▸ **DATA PROVIDED**:

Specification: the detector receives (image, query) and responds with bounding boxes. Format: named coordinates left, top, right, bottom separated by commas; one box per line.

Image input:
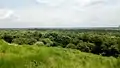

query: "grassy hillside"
left=0, top=40, right=120, bottom=68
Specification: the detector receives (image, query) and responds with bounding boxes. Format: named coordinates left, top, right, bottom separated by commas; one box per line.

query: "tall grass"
left=0, top=40, right=120, bottom=68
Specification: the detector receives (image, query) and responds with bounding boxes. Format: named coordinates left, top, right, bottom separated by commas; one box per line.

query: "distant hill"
left=0, top=40, right=120, bottom=68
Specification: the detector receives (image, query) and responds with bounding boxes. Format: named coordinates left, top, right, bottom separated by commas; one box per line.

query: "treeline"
left=0, top=30, right=120, bottom=57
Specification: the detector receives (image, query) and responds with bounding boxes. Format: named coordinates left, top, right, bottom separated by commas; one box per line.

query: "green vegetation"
left=0, top=40, right=120, bottom=68
left=0, top=29, right=120, bottom=57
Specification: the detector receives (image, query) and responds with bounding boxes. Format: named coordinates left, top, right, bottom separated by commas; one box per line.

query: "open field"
left=0, top=40, right=120, bottom=68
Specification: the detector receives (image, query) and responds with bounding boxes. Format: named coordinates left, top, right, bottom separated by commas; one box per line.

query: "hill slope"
left=0, top=40, right=120, bottom=68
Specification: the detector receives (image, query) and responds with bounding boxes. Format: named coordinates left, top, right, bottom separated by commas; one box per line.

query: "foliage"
left=0, top=40, right=120, bottom=68
left=0, top=29, right=120, bottom=57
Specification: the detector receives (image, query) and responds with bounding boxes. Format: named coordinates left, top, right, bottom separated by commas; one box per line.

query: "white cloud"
left=0, top=0, right=120, bottom=27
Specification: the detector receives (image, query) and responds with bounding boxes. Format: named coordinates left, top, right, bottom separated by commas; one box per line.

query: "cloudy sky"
left=0, top=0, right=120, bottom=28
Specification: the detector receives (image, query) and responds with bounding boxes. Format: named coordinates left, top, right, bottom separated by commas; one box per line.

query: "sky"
left=0, top=0, right=120, bottom=28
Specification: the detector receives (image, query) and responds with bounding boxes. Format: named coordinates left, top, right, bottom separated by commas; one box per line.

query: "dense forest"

▸ **TASK INSTRUCTIONS**:
Turn all of the data above into a numbered list with one line per item, skipping blank lines and leaving out any pictures.

▸ **OUTPUT FOR THIS TASK**:
1. Specification: the detector receives (image, query) and responds with bounding boxes. Format: named coordinates left, top, right, bottom separated by commas; one box per line.
2. Image input:
3. query: "grassy hillside"
4. left=0, top=40, right=120, bottom=68
5. Specification: the detector receives (image, query) and responds with bounding boxes. Format: named coordinates left, top, right, bottom separated by commas; one box per line.
6. query: "tall grass"
7. left=0, top=40, right=120, bottom=68
8. Specification: the detector receives (image, query) and responds with bounding boxes. Format: named coordinates left, top, right, bottom separated by commas; one box per line.
9. query: "distant hill"
10. left=0, top=40, right=120, bottom=68
11. Specification: the detector receives (image, query) and responds with bounding boxes. Format: named coordinates left, top, right, bottom separated by commas; one box per line.
12. query: "treeline"
13. left=0, top=30, right=120, bottom=57
14. Specification: the detector receives (image, query) and responds with bounding boxes. Format: named coordinates left, top, right, bottom separated by commas; one box per line.
15. query: "green vegetation"
16. left=0, top=40, right=120, bottom=68
17. left=0, top=29, right=120, bottom=57
18. Specification: the detector receives (image, query) and responds with bounding boxes. Format: named coordinates left, top, right, bottom separated by commas; one box per line.
19. query: "open field"
20. left=0, top=40, right=120, bottom=68
21. Specification: the detector receives (image, query) and responds with bounding boxes. Format: named coordinates left, top, right, bottom separated by commas; one box per line.
22. query: "hill slope"
23. left=0, top=40, right=120, bottom=68
24. Specification: the detector receives (image, query) and responds with bounding boxes. Format: named coordinates left, top, right, bottom separated by commas; one box per line.
25. query: "foliage"
26. left=0, top=40, right=120, bottom=68
27. left=0, top=29, right=120, bottom=57
28. Specification: the detector receives (image, query) and responds with bounding boxes. Format: named coordinates left, top, right, bottom separated by commas; one box per line.
29. query: "white cloud"
30. left=0, top=0, right=120, bottom=27
31. Specification: the detector receives (image, query) and responds with bounding boxes. Format: named coordinates left, top, right, bottom separated by commas; one box per line.
32. query: "cloudy sky"
33. left=0, top=0, right=120, bottom=28
34. Specification: the detector receives (image, query) and responds with bounding boxes. Format: named coordinates left, top, right, bottom separated by commas; one box per line.
35. query: "sky"
36. left=0, top=0, right=120, bottom=28
37. Specification: the detector receives (image, query) and responds with bounding boxes. Format: named coordinates left, top, right, bottom separated by commas; one box per line.
38. query: "dense forest"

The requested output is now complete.